→ EXERCISE INSTRUCTIONS
1 – Please repeat the passage of the Rocket benchmark write-up below between "The startup time" and "our main metrics.", inclusive, keeping every word unchanged.
2 – Answer these about the Rocket benchmark write-up below, one line each:
(a) Which commit of Rocket v0.5 was tested?
(b) Around how many requests per second does Actix peak?
(c) How many workers per core does Rocket use by default?

+++ SELECTED EXTRACT +++

Instance with 16 workers is the most efficient, although the differences are small. Most notable variance is, as expected, in memory consumption. Having in mind that 1.5 CPUs is available the microservice, we arrive at around 10 workers per core. Rocket’s default is more conservative 2 workers per core.
Big fat warning: Rocket v0.5 is still under development. Version tested in this post is its 1369dc4 commit. A lot of things may change in the final release, including all observations here. You can track Rocket v0.5 progress in its async migration tracking issue and related GitHub milestone.
Code as benchmarked: locations-rs-rocket tag
Porting from async Actix to async Rocket v0.5-dev was even easier than to Rocket v0.4. Here is the 147 insertions, 140 deletions commit that did the job.2
Compared to v0.4, Rocket v0.5-dev is boring, in the best possible sense of the word. Persistent connections are without problems. There is no need to fiddle with the number of workers. I attribute this to porting to up-to-date hyper 0.13.x and async Rust ecosystem.
All graphs below are interactive and infinitely scalable SVGs — zoom in if necessary.
The startup time is measured from the moment Docker finishes setting up the container
to the moment when we receive a valid HTTP response to
No real difference, single-digit milliseconds correspond to the required round-trip to Elasticsearch server.
Error response ratio in percents.
Nicely flat for all frameworks up to extreme 1024 and 2048 connections. Actix manages to be slightly better there with ~1% of errors, compared to ~1.5% of both Rocket versions.
High-water mark successful requests per second as the number of concurrent connections grows, one of our main metrics.
Recurring readers will recognise the curve of Actix, which peaks at ~11,000 requests per second.
Rocket v0.4 is initially, when throughput is bound by latency, handicapped by the lack of keep-alive support discussed above, but then manages to climb close to 7,000 req/s.
Development snapshot of Rocket v0.5 already performs better than its stable predecessor. Its CPU efficiency doesn’t allow it to reach the throughput of Actix, though.
50th, 90th and 99th percentile latencies plotted using a logarithmic scale.
Actix is generally the best performer also when it comes to latency. We see interesting ranking shifts between Rocket v0.4 and v0.5-dev between 50th, 90th, and 99th percentile.
Here we measure high-water mark memory usage of the container from its start till the end of each benchmark step, as reported by Docker (i.e. not just momentary memory usage).
Memory consumption of Actix is decent, only surpassing 100 MiB after 1024 concurrent connections.
But it cannot that of Rocket v0.4, which stays de-facto constant at ~12 MiB throughout the stress-test. It should be attributed to inherent back-pressure caused by the fixed number of worker threads — the “thread & blocking calls” approach shines at capping resource usage.

+++ ENTRIES SUPPLIED +++

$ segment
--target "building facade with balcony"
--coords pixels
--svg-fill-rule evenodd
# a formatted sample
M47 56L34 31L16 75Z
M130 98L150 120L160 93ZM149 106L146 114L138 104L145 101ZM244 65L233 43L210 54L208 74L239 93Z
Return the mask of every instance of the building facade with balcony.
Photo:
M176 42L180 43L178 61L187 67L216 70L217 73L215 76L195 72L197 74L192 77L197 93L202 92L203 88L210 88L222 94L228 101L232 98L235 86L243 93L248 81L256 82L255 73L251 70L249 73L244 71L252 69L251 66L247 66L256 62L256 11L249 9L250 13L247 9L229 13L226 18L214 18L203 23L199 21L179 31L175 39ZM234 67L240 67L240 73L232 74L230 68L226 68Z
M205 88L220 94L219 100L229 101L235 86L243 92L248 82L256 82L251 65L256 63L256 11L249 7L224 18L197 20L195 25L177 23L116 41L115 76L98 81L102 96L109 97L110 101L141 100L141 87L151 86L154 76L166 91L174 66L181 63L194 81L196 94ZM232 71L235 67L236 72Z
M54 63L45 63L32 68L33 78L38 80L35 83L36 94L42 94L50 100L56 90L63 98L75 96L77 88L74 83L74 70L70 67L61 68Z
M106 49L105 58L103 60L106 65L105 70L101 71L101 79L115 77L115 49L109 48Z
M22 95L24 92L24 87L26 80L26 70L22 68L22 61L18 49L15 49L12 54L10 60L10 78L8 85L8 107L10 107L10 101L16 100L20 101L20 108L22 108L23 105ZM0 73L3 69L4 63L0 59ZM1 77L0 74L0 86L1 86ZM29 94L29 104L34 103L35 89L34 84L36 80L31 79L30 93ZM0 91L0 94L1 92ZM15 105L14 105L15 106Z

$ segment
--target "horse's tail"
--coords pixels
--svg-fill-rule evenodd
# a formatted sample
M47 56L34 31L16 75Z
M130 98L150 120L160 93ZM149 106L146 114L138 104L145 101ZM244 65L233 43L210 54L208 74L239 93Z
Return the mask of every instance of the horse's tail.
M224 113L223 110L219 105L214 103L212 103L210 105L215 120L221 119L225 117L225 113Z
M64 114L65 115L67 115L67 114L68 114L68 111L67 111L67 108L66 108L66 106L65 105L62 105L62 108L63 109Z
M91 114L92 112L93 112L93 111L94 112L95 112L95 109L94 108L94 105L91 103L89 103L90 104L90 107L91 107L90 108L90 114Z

+++

→ ANSWERS TO EACH TASK
1 –
The startup time is measured from the moment Docker finishes setting up the container
to the moment when we receive a valid HTTP response to
No real difference, single-digit milliseconds correspond to the required round-trip to Elasticsearch server.
Error response ratio in percents.
Nicely flat for all frameworks up to extreme 1024 and 2048 connections. Actix manages to be slightly better there with ~1% of errors, compared to ~1.5% of both Rocket versions.
High-water mark successful requests per second as the number of concurrent connections grows, one of our main metrics.

2 –
(a) Commit 1369dc4.
(b) About 11,000 requests per second.
(c) 2 workers per core.